--- Task requirements ---
Copy out the data below as written; omit any images.

------------

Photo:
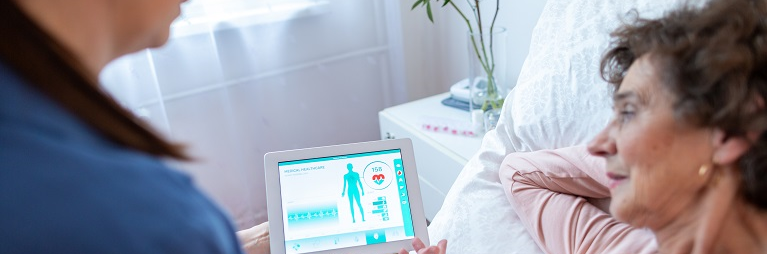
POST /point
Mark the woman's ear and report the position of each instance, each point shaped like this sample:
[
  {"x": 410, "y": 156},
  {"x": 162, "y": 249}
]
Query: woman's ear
[{"x": 728, "y": 148}]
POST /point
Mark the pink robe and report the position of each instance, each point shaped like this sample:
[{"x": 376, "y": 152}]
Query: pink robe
[{"x": 547, "y": 188}]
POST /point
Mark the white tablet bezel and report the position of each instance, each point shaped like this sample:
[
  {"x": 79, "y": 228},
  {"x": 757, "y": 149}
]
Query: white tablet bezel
[{"x": 274, "y": 203}]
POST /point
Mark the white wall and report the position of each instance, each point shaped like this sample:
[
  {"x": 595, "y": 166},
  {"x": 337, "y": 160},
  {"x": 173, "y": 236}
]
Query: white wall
[
  {"x": 238, "y": 92},
  {"x": 435, "y": 54}
]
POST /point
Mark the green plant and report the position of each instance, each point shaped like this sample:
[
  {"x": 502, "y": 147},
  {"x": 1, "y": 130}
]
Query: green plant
[{"x": 484, "y": 53}]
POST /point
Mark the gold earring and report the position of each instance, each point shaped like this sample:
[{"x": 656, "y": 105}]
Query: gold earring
[{"x": 703, "y": 170}]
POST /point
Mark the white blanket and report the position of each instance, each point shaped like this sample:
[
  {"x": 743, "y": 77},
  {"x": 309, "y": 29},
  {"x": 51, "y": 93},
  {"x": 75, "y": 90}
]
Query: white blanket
[{"x": 559, "y": 101}]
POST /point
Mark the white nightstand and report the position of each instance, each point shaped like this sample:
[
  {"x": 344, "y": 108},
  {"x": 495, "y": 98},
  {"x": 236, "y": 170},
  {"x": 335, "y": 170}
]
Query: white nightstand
[{"x": 439, "y": 156}]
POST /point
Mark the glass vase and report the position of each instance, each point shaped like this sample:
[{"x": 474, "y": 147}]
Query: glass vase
[{"x": 488, "y": 80}]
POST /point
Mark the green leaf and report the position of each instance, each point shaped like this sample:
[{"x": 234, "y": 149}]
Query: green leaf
[
  {"x": 428, "y": 11},
  {"x": 416, "y": 4}
]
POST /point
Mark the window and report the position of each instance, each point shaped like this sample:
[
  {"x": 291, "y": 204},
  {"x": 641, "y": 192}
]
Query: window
[{"x": 243, "y": 12}]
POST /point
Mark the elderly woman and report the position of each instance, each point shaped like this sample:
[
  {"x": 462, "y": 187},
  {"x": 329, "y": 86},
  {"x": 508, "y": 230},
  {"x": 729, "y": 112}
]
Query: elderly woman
[
  {"x": 78, "y": 173},
  {"x": 684, "y": 160}
]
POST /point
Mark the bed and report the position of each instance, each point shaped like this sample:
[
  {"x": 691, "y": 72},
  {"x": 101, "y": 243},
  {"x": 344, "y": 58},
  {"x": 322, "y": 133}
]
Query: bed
[{"x": 559, "y": 101}]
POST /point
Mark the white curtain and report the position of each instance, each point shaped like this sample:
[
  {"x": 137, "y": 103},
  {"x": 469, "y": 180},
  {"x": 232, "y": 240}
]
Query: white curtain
[{"x": 267, "y": 78}]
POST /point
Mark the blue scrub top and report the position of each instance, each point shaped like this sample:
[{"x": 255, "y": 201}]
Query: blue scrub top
[{"x": 64, "y": 188}]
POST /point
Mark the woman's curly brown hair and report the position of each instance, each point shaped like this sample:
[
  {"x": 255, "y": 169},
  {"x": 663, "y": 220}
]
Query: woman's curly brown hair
[{"x": 713, "y": 59}]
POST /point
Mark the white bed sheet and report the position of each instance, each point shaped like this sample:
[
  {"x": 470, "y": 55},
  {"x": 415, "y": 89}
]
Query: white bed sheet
[{"x": 560, "y": 100}]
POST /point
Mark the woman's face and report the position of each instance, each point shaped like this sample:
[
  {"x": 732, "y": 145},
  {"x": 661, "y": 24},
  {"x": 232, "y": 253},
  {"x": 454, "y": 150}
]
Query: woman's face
[
  {"x": 652, "y": 159},
  {"x": 144, "y": 23}
]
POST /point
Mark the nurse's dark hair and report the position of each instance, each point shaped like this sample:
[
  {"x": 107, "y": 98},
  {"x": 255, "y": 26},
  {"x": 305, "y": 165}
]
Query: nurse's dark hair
[
  {"x": 49, "y": 67},
  {"x": 713, "y": 59}
]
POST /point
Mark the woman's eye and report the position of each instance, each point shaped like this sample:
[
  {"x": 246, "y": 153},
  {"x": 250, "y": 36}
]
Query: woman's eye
[{"x": 626, "y": 115}]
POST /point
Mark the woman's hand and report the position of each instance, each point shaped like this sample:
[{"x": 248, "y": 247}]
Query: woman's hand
[
  {"x": 420, "y": 248},
  {"x": 255, "y": 240}
]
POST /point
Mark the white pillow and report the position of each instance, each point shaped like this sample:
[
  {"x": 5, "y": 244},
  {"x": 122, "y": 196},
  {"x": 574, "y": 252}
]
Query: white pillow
[{"x": 559, "y": 101}]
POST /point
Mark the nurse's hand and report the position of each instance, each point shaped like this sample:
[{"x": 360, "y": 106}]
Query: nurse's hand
[
  {"x": 255, "y": 240},
  {"x": 420, "y": 248}
]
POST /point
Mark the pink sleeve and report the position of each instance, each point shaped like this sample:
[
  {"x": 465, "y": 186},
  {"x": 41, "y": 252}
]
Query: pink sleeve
[{"x": 547, "y": 188}]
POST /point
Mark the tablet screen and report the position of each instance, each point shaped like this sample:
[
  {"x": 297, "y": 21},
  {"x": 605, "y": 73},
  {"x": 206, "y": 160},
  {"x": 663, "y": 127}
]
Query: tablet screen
[{"x": 344, "y": 201}]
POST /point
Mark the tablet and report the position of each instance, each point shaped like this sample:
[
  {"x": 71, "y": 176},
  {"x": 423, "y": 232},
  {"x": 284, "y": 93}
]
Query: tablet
[{"x": 353, "y": 198}]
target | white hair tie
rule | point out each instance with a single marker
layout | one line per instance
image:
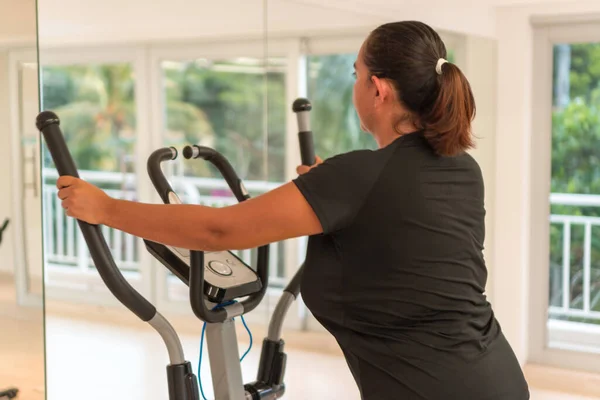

------------

--- Completed task ---
Photo:
POST /point
Mark the woman's ear and report the position of each instance, each point shaped like this sample:
[
  {"x": 410, "y": 156},
  {"x": 162, "y": 249}
]
Query: woman's ear
[{"x": 728, "y": 148}]
POST /point
Mark the pink robe and report the position of each instance, each point shaped like this sample:
[{"x": 376, "y": 152}]
Query: pink robe
[{"x": 547, "y": 188}]
POST /point
Mark the white tablet bezel and report the position of each instance, each point shaped like this sample:
[
  {"x": 79, "y": 228},
  {"x": 757, "y": 149}
]
Query: white tablet bezel
[{"x": 274, "y": 203}]
POST /point
Mark the white wall and report the position of each instance, each point shaped like this sample:
[
  {"x": 595, "y": 166},
  {"x": 337, "y": 160},
  {"x": 173, "y": 236}
]
Query: white wall
[
  {"x": 238, "y": 92},
  {"x": 435, "y": 54}
]
POST /point
Mark the green plant and report the position of each instance, each point shaped like this sample:
[
  {"x": 502, "y": 147},
  {"x": 1, "y": 130}
]
Query: green plant
[{"x": 484, "y": 53}]
POST /point
Mark the gold earring and report the position of each instance, each point shaped like this sample:
[{"x": 656, "y": 105}]
Query: gold earring
[{"x": 703, "y": 170}]
POST /point
Mark the white blanket and report the position of each instance, each point shaped like this sample:
[
  {"x": 743, "y": 77},
  {"x": 309, "y": 29},
  {"x": 51, "y": 93},
  {"x": 75, "y": 90}
]
Query: white blanket
[{"x": 559, "y": 101}]
POST /point
Mark the white nightstand and report the position of each instance, each point shaped like this sample:
[
  {"x": 344, "y": 108},
  {"x": 495, "y": 98},
  {"x": 236, "y": 170},
  {"x": 335, "y": 170}
]
Query: white nightstand
[{"x": 439, "y": 156}]
POST /point
Mark the glass vase and report the position of each instance, each point shaped like this sample:
[{"x": 474, "y": 147}]
Query: glass vase
[{"x": 488, "y": 80}]
POST /point
Mark the green leaf and report the position of each instance, each point shaped like this sample:
[{"x": 234, "y": 149}]
Query: green leaf
[
  {"x": 428, "y": 11},
  {"x": 416, "y": 4}
]
POST /point
Mark the window and report the position of each instance, each point shaped like this sample:
[
  {"x": 291, "y": 204},
  {"x": 641, "y": 192}
]
Query: window
[{"x": 243, "y": 12}]
POST /point
Mark the elderly woman and report the position of each instance, each point shaped like this sample:
[
  {"x": 462, "y": 187},
  {"x": 329, "y": 86},
  {"x": 508, "y": 230},
  {"x": 729, "y": 112}
]
Query: elderly woman
[
  {"x": 78, "y": 173},
  {"x": 684, "y": 160}
]
POST /point
Mark the bed and report the position of each instance, each point shaped like this sample:
[
  {"x": 691, "y": 72},
  {"x": 101, "y": 243},
  {"x": 344, "y": 58},
  {"x": 322, "y": 133}
]
Query: bed
[{"x": 559, "y": 101}]
POST /point
Mark the white curtain and report the position of each instance, each point shaped like this sample:
[
  {"x": 137, "y": 103},
  {"x": 469, "y": 180},
  {"x": 232, "y": 240}
]
Query: white curtain
[{"x": 267, "y": 78}]
POST /point
Mark the blue scrub top and report the position of each instance, each point shaped like this sample:
[{"x": 255, "y": 201}]
Query: blue scrub top
[{"x": 64, "y": 188}]
POST /point
Mark the woman's curly brown hair and report the position of each instance, each point shaped like this sample:
[
  {"x": 255, "y": 169},
  {"x": 663, "y": 220}
]
Query: woman's curly brown hair
[{"x": 713, "y": 59}]
POST /point
Mark the white bed sheet and report the position of each instance, each point shaped like this sample:
[
  {"x": 470, "y": 55},
  {"x": 415, "y": 89}
]
Query: white bed sheet
[{"x": 560, "y": 100}]
POST /point
Mark the woman's face and report the position of each instance, each point shaped like this sample:
[
  {"x": 732, "y": 145},
  {"x": 661, "y": 24},
  {"x": 232, "y": 253},
  {"x": 454, "y": 150}
]
Query: woman's face
[
  {"x": 652, "y": 159},
  {"x": 144, "y": 23}
]
POST /point
Mark the nurse's dark hair and report the position of each instance, each point shaped like this sample:
[
  {"x": 107, "y": 98},
  {"x": 255, "y": 26},
  {"x": 305, "y": 165}
]
Query: nurse's dark hair
[
  {"x": 49, "y": 67},
  {"x": 713, "y": 59}
]
POST /point
Mark the woman's eye and report the position of each instance, each point shaped like this sample:
[
  {"x": 246, "y": 153},
  {"x": 250, "y": 36}
]
Query: woman's eye
[{"x": 626, "y": 115}]
POST /point
Mark the woman's hand and report the position of each instance, each point shaped like this sample:
[{"x": 248, "y": 247}]
Query: woman's hand
[
  {"x": 420, "y": 248},
  {"x": 255, "y": 240}
]
POST /point
Mark the white pillow and report the position of each instance, each point shaped like this sample:
[
  {"x": 5, "y": 244},
  {"x": 122, "y": 196},
  {"x": 574, "y": 252}
]
Query: white pillow
[{"x": 559, "y": 101}]
POST /point
Mark the nurse's hand and report the position of each instance, each point shaped like this sample:
[{"x": 360, "y": 106}]
Query: nurse's hand
[
  {"x": 255, "y": 240},
  {"x": 420, "y": 248}
]
POST /point
Mark the pink sleeve and report the position of each instance, each point shaped like this sample:
[
  {"x": 465, "y": 186},
  {"x": 41, "y": 252}
]
Query: pink sleeve
[{"x": 547, "y": 188}]
POST /point
Mark the tablet screen and report the position of each instance, each point shaped like this sample:
[
  {"x": 297, "y": 21},
  {"x": 605, "y": 73},
  {"x": 206, "y": 160},
  {"x": 663, "y": 127}
]
Query: tablet screen
[{"x": 344, "y": 201}]
POST /point
Mark the tablet and report the position of each instance, each point shaped like this sample:
[
  {"x": 71, "y": 176},
  {"x": 423, "y": 232},
  {"x": 284, "y": 93}
]
Query: tablet
[{"x": 353, "y": 198}]
target | white hair tie
rule | point out each instance with a single marker
layout | one line per instance
image:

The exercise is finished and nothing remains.